=== Given text ===

In wanting America’s workplace free of discrimination, the Supreme Court established an evidentiary objective standard of “strong basis in evidence”.  A fear of litigation cannot just incite an employer to discard test results.  The Court stated that before canceling a test to have a better racial balance, there has to be a strong basis in evidence that “the test was deficient and that discarding the results is necessary to avoid violating the disparate-impact provision.” 

The Court also found that, 

 Restricting an employer’s ability to discard test results (and thereby discriminate against qualified candidates on the basis of their race) also is in keeping with Title VII’s express protection of bona fide promotional examinations.  See §2000e-2(h) (“[N]or shall it be an unlawful employment practice for an employer to give and to act upon the results of any professionally developed ability test provided that such test, its administration or action upon the results is not designed, intended or used to discriminate because of race”); cf. AT&T Corp. v. Hulteen, 556 U.S. __, __ (2009) (slip op., at 8).

                 What Can an Employer Do or Not Do?

While it is true the Ricci decision is based on common sense—you cannot discriminate because of race.  Race-conscious policies and practices, and affirmative action of the recent past have prompted companies to be proactive in building diversity in its workforce to remedy the discrimination of the past.  Ricci leaves human resource staff scratching their heads trying to figure out if decisions cannot be made in favor of historically disadvantaged minorities generally, and the extent and breadth the Ricci decision will have on other employment-related decisions and policies.

===

Short exercise -
In the text on the Ricci decision, what evidentiary standard did the Supreme Court establish?

=== Records shown ===

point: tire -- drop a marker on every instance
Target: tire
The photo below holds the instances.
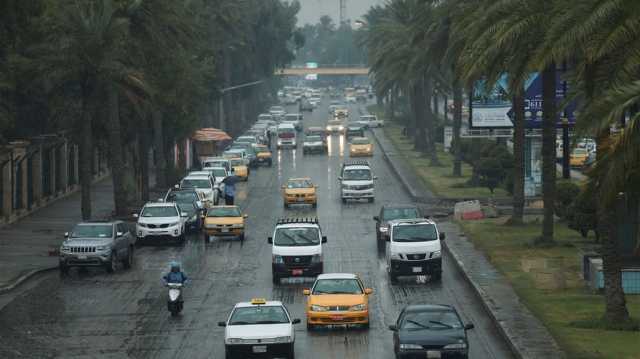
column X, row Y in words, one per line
column 112, row 265
column 128, row 261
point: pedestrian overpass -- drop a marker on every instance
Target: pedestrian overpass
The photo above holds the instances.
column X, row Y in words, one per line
column 324, row 71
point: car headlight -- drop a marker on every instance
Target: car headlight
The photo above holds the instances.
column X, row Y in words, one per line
column 410, row 346
column 286, row 339
column 457, row 346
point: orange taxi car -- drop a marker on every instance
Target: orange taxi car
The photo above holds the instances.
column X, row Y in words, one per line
column 337, row 299
column 299, row 191
column 360, row 146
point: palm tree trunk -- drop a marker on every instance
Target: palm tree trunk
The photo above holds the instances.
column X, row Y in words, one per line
column 518, row 157
column 158, row 144
column 116, row 158
column 548, row 150
column 429, row 119
column 86, row 155
column 457, row 124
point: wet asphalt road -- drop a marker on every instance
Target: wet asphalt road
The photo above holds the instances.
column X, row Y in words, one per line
column 91, row 314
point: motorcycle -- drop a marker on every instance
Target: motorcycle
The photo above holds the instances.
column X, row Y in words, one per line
column 174, row 300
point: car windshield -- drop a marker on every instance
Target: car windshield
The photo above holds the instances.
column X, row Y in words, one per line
column 360, row 141
column 337, row 286
column 261, row 314
column 433, row 320
column 195, row 183
column 357, row 175
column 414, row 233
column 164, row 211
column 223, row 212
column 300, row 236
column 182, row 197
column 92, row 231
column 299, row 184
column 390, row 214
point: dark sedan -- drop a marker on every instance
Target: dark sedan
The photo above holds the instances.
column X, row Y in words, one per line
column 430, row 331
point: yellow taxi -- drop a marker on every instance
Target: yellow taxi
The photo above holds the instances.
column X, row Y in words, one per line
column 299, row 191
column 224, row 221
column 337, row 299
column 240, row 169
column 578, row 157
column 263, row 155
column 360, row 146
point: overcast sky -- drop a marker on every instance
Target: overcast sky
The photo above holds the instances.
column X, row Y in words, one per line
column 312, row 10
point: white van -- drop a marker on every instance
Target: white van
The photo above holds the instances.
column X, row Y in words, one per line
column 287, row 135
column 296, row 248
column 414, row 248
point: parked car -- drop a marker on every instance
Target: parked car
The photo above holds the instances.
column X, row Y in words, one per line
column 97, row 244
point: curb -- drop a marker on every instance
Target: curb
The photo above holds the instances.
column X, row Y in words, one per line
column 23, row 278
column 484, row 299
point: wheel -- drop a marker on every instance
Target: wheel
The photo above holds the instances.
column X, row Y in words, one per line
column 112, row 264
column 128, row 261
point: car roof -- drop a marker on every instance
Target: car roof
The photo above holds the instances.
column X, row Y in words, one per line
column 269, row 303
column 337, row 276
column 428, row 307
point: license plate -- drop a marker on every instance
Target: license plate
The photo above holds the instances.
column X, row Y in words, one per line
column 261, row 349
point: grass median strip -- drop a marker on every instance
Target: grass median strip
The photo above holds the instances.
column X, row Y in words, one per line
column 438, row 180
column 549, row 281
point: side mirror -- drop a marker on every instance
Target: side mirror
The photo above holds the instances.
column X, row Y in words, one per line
column 368, row 291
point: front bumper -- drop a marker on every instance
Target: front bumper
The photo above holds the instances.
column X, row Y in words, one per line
column 418, row 267
column 351, row 193
column 224, row 231
column 284, row 270
column 337, row 318
column 143, row 232
column 84, row 259
column 242, row 351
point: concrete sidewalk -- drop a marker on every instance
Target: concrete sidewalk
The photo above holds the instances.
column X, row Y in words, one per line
column 26, row 244
column 526, row 335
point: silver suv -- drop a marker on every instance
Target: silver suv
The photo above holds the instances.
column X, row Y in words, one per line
column 97, row 244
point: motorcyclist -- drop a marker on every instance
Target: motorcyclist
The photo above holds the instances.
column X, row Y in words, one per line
column 176, row 275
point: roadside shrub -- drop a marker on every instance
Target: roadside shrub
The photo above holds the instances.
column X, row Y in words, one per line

===

Result -
The Supreme Court established an objective "strong basis in evidence" standard.